* [Segmento del documento]:
-------------------------

Una occasione perduta, ma comunque un tentativo di esaminare un mondo un pò più da vicino, anche se non è un passo avanti a quanto detto da Olmi nel « Posto » (ma il film di Monicelli è più ben diretto) o esaminato da Gregoretti in un momento dei suoi « Nuovi Angeli ».

« La riffa » di De Sica e Zavattini è il sanguigno, sensuale, focoso ritratto di un premio che ha le fattezze di Sophia Loren e dei suoi aspiranti che hanno quelle di alcuni romagnoli che sembrano usciti da una saporosa barzelletta paesana. Il film è degno del suo autore in quanto a fattura, ritmo, recitazione, Sophia Loren lascia veramente senza fiato, ma, ovviamente, fa rimpiangere un impegno maggiore. Non mi sembra che De Sica possa permettersi altre vacanze, o finiremo con l’andarlo a vedere come si fa per un film dell’ultimo Blasetti o per le anime nere di Rossellini.

Fellini è invece qui impegnatissimo, risponde, e come, ai « moralisti » che accusarono « La dolce vita » di offendere il pudore di noi italiani. Ha preso Peppino De Filippo, acido come solo lui sa essere, gli ha messo un giornale fascista in tasca, l’ha circondato di figuri neri e repellenti le cui occupazioni vanno dall’avere sante visioni notturne a censurare manifesti e l’ha dato in pasto a un mostro da lui stesso creato: una gigantesca e sensualissima Anita Ekberg. Facile immaginare quello che succede: il moralista impazzisce, vittima dei fantasmi da lui stesso stanati dall’inferno e quando Anita gli chiede con candore, mirabile sintesi di tutta l’opera, che male c’è a guardare una donna nuda, a lui non resta, da buon fascista (con addentellati parrocchiali) che ammazzarla.

-------------------------

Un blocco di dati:
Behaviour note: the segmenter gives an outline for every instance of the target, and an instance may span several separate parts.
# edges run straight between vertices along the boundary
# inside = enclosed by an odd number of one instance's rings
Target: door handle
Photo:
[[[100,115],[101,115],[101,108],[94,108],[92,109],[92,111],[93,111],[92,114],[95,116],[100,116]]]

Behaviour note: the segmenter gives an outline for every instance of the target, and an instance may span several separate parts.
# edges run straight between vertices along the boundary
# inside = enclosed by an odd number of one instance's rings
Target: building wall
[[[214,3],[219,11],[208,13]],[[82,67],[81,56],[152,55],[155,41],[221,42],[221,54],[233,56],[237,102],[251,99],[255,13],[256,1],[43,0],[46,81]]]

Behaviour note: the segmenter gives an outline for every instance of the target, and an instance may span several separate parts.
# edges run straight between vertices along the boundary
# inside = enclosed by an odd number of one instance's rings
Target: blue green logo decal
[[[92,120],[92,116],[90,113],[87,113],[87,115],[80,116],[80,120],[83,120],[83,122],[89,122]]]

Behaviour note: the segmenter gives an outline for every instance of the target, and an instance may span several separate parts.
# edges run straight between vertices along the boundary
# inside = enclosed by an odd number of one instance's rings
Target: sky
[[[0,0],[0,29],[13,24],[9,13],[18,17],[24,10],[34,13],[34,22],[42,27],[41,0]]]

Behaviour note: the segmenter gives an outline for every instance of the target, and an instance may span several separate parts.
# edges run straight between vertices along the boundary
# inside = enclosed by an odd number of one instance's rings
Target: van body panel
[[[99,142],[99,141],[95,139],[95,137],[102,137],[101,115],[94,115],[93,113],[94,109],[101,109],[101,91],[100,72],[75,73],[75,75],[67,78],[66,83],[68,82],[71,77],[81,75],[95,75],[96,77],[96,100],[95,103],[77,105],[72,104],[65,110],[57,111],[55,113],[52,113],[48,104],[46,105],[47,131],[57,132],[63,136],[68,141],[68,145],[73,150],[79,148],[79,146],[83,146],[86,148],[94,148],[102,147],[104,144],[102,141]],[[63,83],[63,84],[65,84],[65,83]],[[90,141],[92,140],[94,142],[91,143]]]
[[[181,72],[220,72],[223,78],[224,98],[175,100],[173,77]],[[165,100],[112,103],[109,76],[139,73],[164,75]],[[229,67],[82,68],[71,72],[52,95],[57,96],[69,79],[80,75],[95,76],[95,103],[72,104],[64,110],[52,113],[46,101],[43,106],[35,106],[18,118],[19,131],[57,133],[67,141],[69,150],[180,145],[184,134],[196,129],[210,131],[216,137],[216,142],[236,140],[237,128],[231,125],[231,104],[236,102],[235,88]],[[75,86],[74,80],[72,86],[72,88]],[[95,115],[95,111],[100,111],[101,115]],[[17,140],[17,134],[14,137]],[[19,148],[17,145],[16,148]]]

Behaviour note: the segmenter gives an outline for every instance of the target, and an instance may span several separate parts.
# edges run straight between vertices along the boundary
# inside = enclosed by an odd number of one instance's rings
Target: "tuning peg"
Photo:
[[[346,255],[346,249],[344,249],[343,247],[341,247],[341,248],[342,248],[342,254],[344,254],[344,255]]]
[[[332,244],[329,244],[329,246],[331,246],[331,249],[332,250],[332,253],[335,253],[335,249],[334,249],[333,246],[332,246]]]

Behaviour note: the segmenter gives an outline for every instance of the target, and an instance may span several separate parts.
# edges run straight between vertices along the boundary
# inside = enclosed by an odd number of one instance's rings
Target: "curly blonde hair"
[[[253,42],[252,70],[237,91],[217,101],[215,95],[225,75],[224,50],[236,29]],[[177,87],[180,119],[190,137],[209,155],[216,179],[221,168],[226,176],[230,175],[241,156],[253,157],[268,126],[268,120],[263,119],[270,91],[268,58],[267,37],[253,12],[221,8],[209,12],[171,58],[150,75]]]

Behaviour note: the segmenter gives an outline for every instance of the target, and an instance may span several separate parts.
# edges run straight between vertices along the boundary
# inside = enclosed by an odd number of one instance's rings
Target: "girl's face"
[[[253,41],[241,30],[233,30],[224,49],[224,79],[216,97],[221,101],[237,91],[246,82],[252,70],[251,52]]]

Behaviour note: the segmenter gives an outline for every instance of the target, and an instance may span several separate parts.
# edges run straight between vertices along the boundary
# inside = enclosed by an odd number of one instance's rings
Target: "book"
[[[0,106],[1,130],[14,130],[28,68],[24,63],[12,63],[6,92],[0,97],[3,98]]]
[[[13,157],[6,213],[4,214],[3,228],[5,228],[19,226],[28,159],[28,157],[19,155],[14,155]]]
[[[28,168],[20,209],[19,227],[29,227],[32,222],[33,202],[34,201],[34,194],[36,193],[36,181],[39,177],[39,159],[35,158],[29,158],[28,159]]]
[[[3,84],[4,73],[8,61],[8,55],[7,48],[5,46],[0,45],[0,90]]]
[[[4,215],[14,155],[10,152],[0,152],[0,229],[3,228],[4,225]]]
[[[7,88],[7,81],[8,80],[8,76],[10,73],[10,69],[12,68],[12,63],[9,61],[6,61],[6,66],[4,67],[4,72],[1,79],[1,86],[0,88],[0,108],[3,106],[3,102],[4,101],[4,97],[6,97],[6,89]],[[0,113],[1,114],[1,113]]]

-------------------------

* [Compito assegnato 1]: Spiega in una-tre frasi perché, secondo la recensione cinematografica, Fellini risulta qui "impegnatissimo".
* [Compito assegnato 2]: Ricopia dalla recensione cinematografica il passo che va da "Fellini è invece" fino a "parrocchiali) che ammazzarla." compreso.

* [Risultato atteso 1]: Con il suo episodio Fellini risponde ai « moralisti » che avevano accusato « La dolce vita » di offendere il pudore degli italiani. Per farlo mette un moralista interpretato da Peppino De Filippo di fronte a una gigantesca e sensualissima Anita Ekberg.

* [Risultato atteso 2]:
Fellini è invece qui impegnatissimo, risponde, e come, ai « moralisti » che accusarono « La dolce vita » di offendere il pudore di noi italiani. Ha preso Peppino De Filippo, acido come solo lui sa essere, gli ha messo un giornale fascista in tasca, l’ha circondato di figuri neri e repellenti le cui occupazioni vanno dall’avere sante visioni notturne a censurare manifesti e l’ha dato in pasto a un mostro da lui stesso creato: una gigantesca e sensualissima Anita Ekberg. Facile immaginare quello che succede: il moralista impazzisce, vittima dei fantasmi da lui stesso stanati dall’inferno e quando Anita gli chiede con candore, mirabile sintesi di tutta l’opera, che male c’è a guardare una donna nuda, a lui non resta, da buon fascista (con addentellati parrocchiali) che ammazzarla.